> Given problem a:
Answer these questions using the passage about death and hope, one line each:
(i) According to Peter in Acts 2:24, what was impossible?
(ii) When Christ comes again, in what form do those who have died and those who are alive join the Lord?
(iii) What phrase does Captain Miller utter with his last breath?

━━━ Passage given ━━━

The power of death is far greater than any human power. But is the power of death greater than God’s? The showdown of the cross provided us with the answer. As Jesus’ cold, dead body was placed in the tomb, it looked like all hope was lost. But, as Peter proclaims in Acts 2:24, “it was impossible for death to keep its hold on him.” Jesus rose from the dead, defeating all power that death held over himself, and any who are a part of his kingdom. This is why Paul says in 1 Thessalonians 4:13 that as believers we do not grieve like those who do not share this hope.
As Paul continues this description in 1 Thessalonians, we see that living as spirits in heaven is not our final destination. When Christ comes again, those who have died and those who are alive join the Lord, not as spirits living in heaven, but as people with an imperishable body, living in his kingdom (1 Corinthians 15:51-55; Revelation 21:1-5). As followers of Jesus we have hope because the best is yet to come!
“We exhorted each one of you and encouraged you and charged you to walk in a manner worthy of God, who calls you into his own kingdom and glory.” 1 Thessalonians 2:12
One of the most memorable movies over the past 25 years is Saving Private Ryan, starring Tom Hanks and Matt Damon. In this movie, Captain Miller (Tom Hanks) is tasked to retrieve a solider named Private Ryan (Matt Damon) whose brothers have both been killed in combat. SPOILER ALERT: At the end of the movie, Captain Miller is fatally shot in their rescue, and is left dying on the side of the road. As life starts to drain from his eyes, with his last breath he stares deeply at Private Ryan and utters the unforgettable phrase, “Earn this!”

━━━ Data supplied ━━━

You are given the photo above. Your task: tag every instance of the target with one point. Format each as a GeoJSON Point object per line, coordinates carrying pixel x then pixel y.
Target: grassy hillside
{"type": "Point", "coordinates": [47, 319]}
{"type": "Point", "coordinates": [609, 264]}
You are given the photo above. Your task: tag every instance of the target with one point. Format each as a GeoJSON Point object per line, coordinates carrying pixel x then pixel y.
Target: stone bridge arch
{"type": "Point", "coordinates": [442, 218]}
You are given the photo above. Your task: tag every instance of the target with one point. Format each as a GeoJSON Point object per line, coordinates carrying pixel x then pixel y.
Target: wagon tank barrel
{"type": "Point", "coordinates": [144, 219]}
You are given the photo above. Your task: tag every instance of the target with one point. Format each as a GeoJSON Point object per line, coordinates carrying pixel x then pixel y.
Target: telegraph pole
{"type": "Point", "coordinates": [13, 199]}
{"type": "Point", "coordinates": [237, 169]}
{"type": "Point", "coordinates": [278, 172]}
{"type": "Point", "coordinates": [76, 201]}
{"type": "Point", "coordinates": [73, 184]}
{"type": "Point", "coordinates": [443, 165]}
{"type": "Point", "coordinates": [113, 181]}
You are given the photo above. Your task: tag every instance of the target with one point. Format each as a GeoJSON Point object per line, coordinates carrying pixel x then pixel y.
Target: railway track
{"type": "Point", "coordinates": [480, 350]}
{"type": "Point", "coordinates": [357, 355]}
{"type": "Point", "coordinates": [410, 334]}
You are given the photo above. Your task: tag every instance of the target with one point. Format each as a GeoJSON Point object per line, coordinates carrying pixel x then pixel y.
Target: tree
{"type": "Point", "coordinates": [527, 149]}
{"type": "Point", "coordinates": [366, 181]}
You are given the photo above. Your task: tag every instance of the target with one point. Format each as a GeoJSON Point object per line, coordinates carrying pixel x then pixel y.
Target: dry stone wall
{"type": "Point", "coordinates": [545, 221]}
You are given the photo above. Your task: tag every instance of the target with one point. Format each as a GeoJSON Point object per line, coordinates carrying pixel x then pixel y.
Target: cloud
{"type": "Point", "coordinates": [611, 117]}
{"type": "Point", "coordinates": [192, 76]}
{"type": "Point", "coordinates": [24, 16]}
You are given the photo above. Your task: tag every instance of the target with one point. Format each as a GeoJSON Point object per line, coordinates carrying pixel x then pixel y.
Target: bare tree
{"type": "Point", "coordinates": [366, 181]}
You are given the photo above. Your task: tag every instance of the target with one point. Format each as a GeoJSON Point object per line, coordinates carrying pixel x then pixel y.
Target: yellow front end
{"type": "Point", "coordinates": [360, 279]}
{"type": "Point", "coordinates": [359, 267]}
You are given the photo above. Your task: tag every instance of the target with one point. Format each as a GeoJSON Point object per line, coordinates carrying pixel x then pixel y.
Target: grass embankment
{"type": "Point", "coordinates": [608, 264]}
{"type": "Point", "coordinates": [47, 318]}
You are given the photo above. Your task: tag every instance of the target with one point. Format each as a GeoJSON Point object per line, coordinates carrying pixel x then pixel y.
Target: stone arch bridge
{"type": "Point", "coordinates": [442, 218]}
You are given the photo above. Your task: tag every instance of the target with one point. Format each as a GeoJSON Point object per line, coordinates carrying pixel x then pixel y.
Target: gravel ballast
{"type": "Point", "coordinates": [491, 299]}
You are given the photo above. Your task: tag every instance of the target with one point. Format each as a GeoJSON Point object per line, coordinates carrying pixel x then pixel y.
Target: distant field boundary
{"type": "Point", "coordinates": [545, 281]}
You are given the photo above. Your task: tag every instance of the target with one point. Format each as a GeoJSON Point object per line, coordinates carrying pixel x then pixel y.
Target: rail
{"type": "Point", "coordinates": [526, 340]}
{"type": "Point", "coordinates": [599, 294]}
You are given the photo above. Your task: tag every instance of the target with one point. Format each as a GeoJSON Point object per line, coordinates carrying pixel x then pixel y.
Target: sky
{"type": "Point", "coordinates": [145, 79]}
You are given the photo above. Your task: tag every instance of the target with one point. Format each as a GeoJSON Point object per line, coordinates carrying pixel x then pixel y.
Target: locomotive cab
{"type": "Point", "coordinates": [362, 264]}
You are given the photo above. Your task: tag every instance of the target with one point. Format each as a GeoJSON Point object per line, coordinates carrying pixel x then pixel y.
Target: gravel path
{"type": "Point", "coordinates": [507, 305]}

━━━

> Given problem b: Gather every line of the rows above that contains the string "gravel".

> Final answer a:
(i) It was impossible for death to keep its hold on him.
(ii) As people with an imperishable body, living in his kingdom.
(iii) "Earn this!"

> Final answer b:
Target: gravel ballast
Target: gravel path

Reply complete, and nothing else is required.